**Given data**.

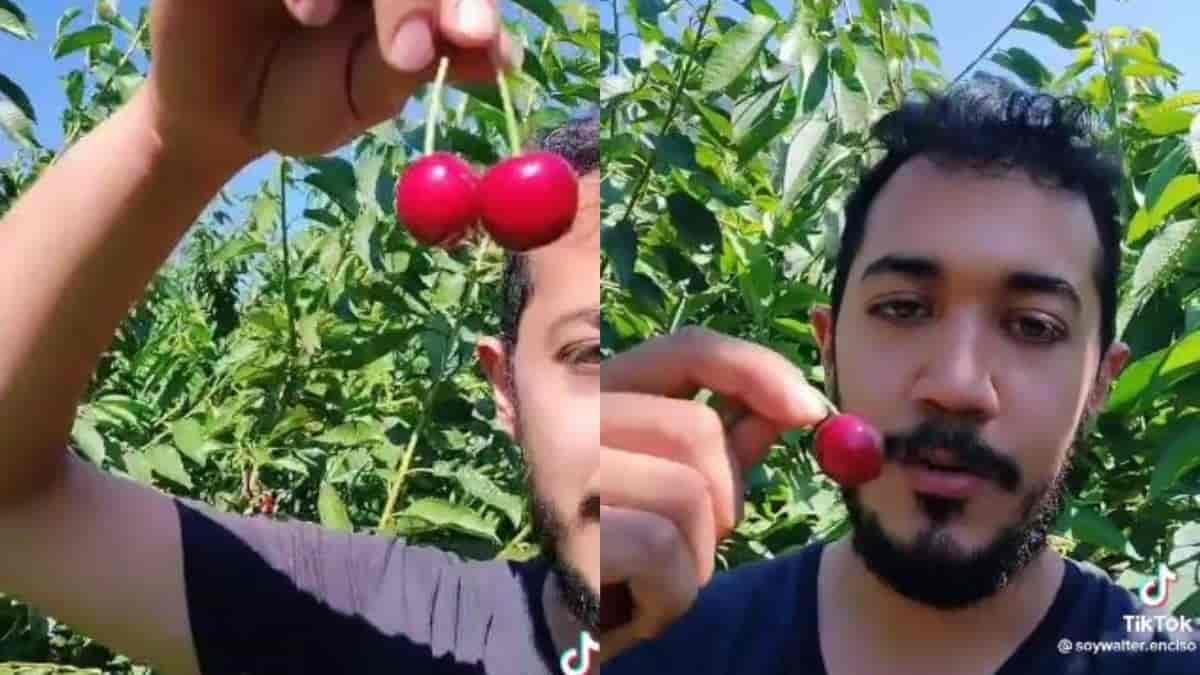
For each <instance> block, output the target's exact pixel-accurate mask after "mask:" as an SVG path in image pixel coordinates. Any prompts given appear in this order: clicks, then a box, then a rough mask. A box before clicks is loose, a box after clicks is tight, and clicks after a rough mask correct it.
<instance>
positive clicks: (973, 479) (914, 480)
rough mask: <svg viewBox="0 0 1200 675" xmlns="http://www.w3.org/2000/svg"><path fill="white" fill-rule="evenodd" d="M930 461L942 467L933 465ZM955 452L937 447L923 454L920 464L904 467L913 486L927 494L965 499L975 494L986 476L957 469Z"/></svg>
mask: <svg viewBox="0 0 1200 675" xmlns="http://www.w3.org/2000/svg"><path fill="white" fill-rule="evenodd" d="M930 464H934V465H937V466H938V467H941V468H934V467H932V466H930ZM956 466H960V465H958V464H956V462H954V461H953V453H950V452H948V450H944V449H936V450H931V452H928V453H922V460H919V461H918V462H917V464H905V465H904V466H901V470H902V471H904V473H905V478H906V479H907V480H908V484H910V485H912V489H913V490H914V491H917V492H920V494H924V495H932V496H937V497H948V498H955V500H962V498H967V497H972V496H974V495H976V494H978V491H979V490H980V489H982V488H983V484H984V479H983V478H980V477H979V476H977V474H976V473H970V472H965V471H956V470H955V467H956Z"/></svg>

**Problem requirements**.
Images do not belong in the copy; reproduce all other parts of the records above verbatim.

**Answer for the task**.
For each <instance> block, output the target's exact pixel-accurate mask after "mask:" as an SVG path in image pixel coordinates. Any prompts given appear in this order: clicks, then a box, then a rough mask. A box before clicks is loose, a box after clicks is tight, and clicks after a rough mask correct it.
<instance>
positive clicks: (973, 479) (914, 480)
rough mask: <svg viewBox="0 0 1200 675" xmlns="http://www.w3.org/2000/svg"><path fill="white" fill-rule="evenodd" d="M930 461L942 467L933 465ZM955 452L937 447L923 454L920 464L904 467L913 486L927 494L965 499L975 494L986 476L957 469Z"/></svg>
mask: <svg viewBox="0 0 1200 675" xmlns="http://www.w3.org/2000/svg"><path fill="white" fill-rule="evenodd" d="M930 464H934V465H937V466H938V467H941V468H934V467H932V466H930ZM956 466H960V465H958V464H956V462H954V461H953V453H950V452H948V450H944V449H936V450H931V452H928V453H922V460H919V461H918V462H917V464H905V465H904V466H901V470H902V471H904V473H905V478H906V479H907V480H908V484H910V485H912V489H913V490H914V491H917V492H920V494H924V495H932V496H937V497H948V498H955V500H962V498H967V497H972V496H974V495H976V494H978V491H979V490H980V489H982V488H983V484H984V479H983V478H980V477H979V476H977V474H976V473H970V472H965V471H956V470H955V467H956Z"/></svg>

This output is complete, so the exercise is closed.